• [What to do]
What's wanted is a faithful retyping of every entry, pictures excluded.

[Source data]
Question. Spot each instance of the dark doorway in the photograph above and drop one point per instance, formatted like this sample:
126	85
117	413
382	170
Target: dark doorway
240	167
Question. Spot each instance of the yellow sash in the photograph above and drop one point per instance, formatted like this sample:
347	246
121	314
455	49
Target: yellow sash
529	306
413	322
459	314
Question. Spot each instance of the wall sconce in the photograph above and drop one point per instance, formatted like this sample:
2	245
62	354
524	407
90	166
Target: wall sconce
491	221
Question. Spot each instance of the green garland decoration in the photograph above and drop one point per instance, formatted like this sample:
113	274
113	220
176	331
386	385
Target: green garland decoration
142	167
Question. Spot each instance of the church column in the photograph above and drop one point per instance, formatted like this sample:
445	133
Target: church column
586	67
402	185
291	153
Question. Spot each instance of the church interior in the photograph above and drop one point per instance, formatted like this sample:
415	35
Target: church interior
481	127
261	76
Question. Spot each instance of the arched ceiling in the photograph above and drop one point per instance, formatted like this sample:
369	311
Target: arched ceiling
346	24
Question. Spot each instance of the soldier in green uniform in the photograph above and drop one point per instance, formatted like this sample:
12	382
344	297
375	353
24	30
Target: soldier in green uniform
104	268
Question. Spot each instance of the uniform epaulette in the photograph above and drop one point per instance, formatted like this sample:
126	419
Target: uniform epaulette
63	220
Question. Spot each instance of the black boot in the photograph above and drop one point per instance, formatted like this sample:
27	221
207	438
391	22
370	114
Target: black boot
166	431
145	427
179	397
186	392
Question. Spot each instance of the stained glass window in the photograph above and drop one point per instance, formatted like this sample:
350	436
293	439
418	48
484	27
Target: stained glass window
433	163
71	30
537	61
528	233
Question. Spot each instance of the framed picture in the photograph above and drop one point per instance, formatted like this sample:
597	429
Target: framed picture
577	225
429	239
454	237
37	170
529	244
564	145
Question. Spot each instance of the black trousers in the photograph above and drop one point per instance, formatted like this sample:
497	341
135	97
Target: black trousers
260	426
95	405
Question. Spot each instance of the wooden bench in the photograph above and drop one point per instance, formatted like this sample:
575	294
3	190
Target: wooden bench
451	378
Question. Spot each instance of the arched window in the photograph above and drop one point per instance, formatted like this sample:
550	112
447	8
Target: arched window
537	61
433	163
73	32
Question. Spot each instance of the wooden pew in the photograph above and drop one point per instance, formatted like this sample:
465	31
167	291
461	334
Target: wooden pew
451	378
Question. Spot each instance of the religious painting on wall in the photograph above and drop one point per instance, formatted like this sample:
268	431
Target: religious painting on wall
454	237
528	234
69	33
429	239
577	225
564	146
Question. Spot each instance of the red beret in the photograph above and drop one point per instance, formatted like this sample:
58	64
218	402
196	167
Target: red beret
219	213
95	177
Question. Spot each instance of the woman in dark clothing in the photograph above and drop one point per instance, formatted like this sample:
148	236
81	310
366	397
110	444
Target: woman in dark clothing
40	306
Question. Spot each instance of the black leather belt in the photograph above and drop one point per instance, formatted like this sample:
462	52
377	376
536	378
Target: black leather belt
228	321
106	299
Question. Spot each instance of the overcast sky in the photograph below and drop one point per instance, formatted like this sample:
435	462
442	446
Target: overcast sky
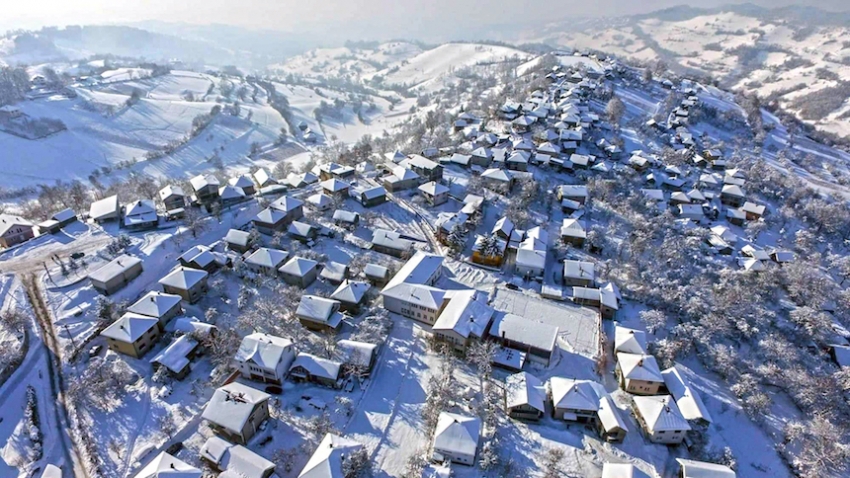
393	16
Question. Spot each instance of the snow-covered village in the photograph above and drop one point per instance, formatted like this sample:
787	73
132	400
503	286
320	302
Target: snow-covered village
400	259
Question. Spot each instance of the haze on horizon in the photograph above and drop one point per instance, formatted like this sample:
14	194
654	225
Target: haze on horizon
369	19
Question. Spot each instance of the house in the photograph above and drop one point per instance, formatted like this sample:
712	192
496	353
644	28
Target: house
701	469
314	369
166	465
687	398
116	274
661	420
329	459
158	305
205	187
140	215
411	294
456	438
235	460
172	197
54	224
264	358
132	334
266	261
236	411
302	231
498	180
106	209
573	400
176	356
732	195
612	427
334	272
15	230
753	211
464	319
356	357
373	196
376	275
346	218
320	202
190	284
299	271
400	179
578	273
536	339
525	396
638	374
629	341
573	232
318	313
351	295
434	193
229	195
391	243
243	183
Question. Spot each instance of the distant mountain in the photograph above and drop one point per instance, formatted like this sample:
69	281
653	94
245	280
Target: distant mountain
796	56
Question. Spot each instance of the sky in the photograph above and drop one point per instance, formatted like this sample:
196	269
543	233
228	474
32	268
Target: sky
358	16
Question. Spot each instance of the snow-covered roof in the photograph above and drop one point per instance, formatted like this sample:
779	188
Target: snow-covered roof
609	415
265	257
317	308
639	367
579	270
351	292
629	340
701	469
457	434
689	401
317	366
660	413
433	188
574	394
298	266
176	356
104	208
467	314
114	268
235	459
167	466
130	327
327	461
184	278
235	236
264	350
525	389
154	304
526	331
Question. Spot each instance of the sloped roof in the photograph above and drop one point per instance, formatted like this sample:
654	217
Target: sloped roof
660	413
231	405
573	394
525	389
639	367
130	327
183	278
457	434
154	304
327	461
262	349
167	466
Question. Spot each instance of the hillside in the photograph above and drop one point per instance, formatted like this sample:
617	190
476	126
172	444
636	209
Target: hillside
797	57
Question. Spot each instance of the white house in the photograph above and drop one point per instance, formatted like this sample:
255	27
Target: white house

• [Result of this task]
Question. Spot each instance of the dark doorway in the photograph above and drop one point per instance, formatted like this sample:
126	85
117	413
382	170
Target: dark doorway
240	167
Question. Spot each instance of the yellow sash in the photograph above and drop one point per instance, formatted like this sample:
347	246
121	314
455	49
Target: yellow sash
529	306
413	322
459	314
Question. Spot each instance of the wall sconce in the photograph above and drop one point per instance, formatted like this sample:
2	245
62	354
524	407
90	166
Target: wall sconce
491	221
Question. Spot each instance of the green garland decoration in the photograph above and drop one point per instance, formatted like this sample:
113	274
113	220
176	331
386	385
Target: green garland decoration
142	167
Question. Spot each instance of the church column in the photograph above and drop one point per instance, formatted like this sample:
445	133
Target: church column
586	67
402	185
291	153
Question. Spot each instance of the church interior in the photograph above and drop one point per instance, formatted like this sample:
415	35
Target: church interior
481	127
261	76
Question. Spot each instance of the arched ceiling in the photograph above and drop one point per instance, formatted like this sample:
369	311
Target: arched ceiling
346	24
Question. Spot each instance of the soldier in green uniform in the photograph above and drop one point per instance, formatted like this sample:
12	382
344	297
375	353
24	30
Target: soldier in green uniform
104	268
Question. Spot each instance of the uniform epaulette in the photograph above and drop one point per instance, formatted like this sample:
126	419
Target: uniform epaulette
63	220
Question. Spot each instance of the black boot in the photograph above and drop one point per instance, formatted like this sample:
27	221
207	438
391	22
370	114
Target: black boot
166	431
145	427
179	397
186	392
Question. Spot each instance of the stained glass window in the photograph above and drop one point per instance, formatted like this sample:
350	436
293	439
418	48
484	27
Target: stained glass window
433	163
71	30
537	61
528	233
Question. Spot each instance of the framed picture in the photograph above and drop one point per instance, formatted like this sample:
597	429
Target: framed picture
577	225
429	239
454	237
37	170
529	244
564	145
Question. Spot each instance of the black trousers in the photograph above and drop one point per instance, formatted like this sample:
497	341
135	97
Target: black trousers
260	426
95	405
Question. Spot each instance of the wooden bench in the photograph above and drop one point per instance, formatted like this sample:
575	294
3	190
Target: wooden bench
451	378
Question. Spot each instance of the arched window in the photograph above and drop one point per instance, formatted like this sample:
550	112
447	8
Target: arched window
537	61
433	163
73	32
Question. Spot each instance of the wooden pew in the photograph above and drop one point per instance, formatted like this sample:
465	31
167	291
461	334
Target: wooden pew
451	378
Question. Spot each instance of the religious painting on wall in the photograph above and drop one point per instance, formatted like this sample:
268	431
Target: religious painting on wall
454	237
528	234
69	33
429	239
577	225
564	146
Question. Spot each instance of the red beret in the photograph above and drop one point per instance, formatted like this sample:
58	64
218	402
196	167
Target: red beret
219	213
95	177
Question. Spot each instance of the woman in dark clothing in the photograph above and drop one point per instance, formatted like this sample:
148	236
81	310
366	397
110	444
Target: woman in dark clothing
40	306
Question. Spot each instance of the black leather belt in the photograph above and drop one point per instance, formatted like this sample:
462	52
377	376
536	378
Target: black leather belt
228	321
106	299
Question. Spot each instance of the overcast sky in the photograph below and drop one point per instance, formatted like this sample:
435	462
442	446
Target: overcast sky
393	16
Question. Spot each instance of the snow-covered village in the photograph above and drop one point per instance, formatted like this sample:
787	73
132	400
503	286
320	302
Target: snow-covered village
400	259
Question. Spot each instance of the haze on horizon in the photograph above and drop one point per instance, formatted like this sample:
14	194
654	225
Target: haze on horizon
369	19
Question. Spot each instance of the house in the photograph above and drop one point per instance, formatted like this sample:
712	192
496	353
644	28
Target: house
701	469
314	369
166	465
687	398
116	274
661	420
329	459
158	305
205	187
140	215
411	294
456	438
235	460
172	197
54	224
264	358
132	334
266	261
236	411
302	231
498	180
106	209
573	400
176	356
732	195
612	427
334	272
15	230
753	211
464	319
356	357
373	196
376	275
346	218
320	202
190	284
299	271
400	179
578	273
536	339
525	396
638	374
629	341
573	232
318	313
351	295
434	193
229	195
391	243
243	183
Question. Spot each instance of the distant mountain in the photograph above and drop one point per instance, formatted like this sample:
69	281
653	94
245	280
Target: distant mountain
796	56
Question. Spot each instance of the sky in the photograph above and drop one point per instance, formatted like this sample:
196	269
543	233
228	474
32	268
Target: sky
358	16
Question. Spot each instance of the snow-covered roof in the photograph above and drop one point per instance, formatted like this sample:
779	188
Target: snow-covered roof
609	415
265	257
317	308
639	367
579	270
351	292
629	340
701	469
457	434
689	401
317	366
660	413
433	188
574	394
298	266
176	356
104	208
467	314
114	268
235	459
167	466
130	327
327	461
184	278
235	236
264	350
525	389
154	304
526	331
Question. Spot each instance of the sloped roof in the photograph above and drop one point per instance, formatted like this sample:
654	217
Target: sloped roof
660	413
231	405
573	394
525	389
639	367
130	327
183	278
457	434
154	304
327	461
262	349
167	466
Question. Spot each instance of the hillside in the photograph above and drop one point per instance, formatted like this sample:
617	190
476	126
172	444
636	209
Target: hillside
797	57
Question. Spot each instance of the white house in the photograph above and drop one point per instance, formatted like this sample:
255	27
Target: white house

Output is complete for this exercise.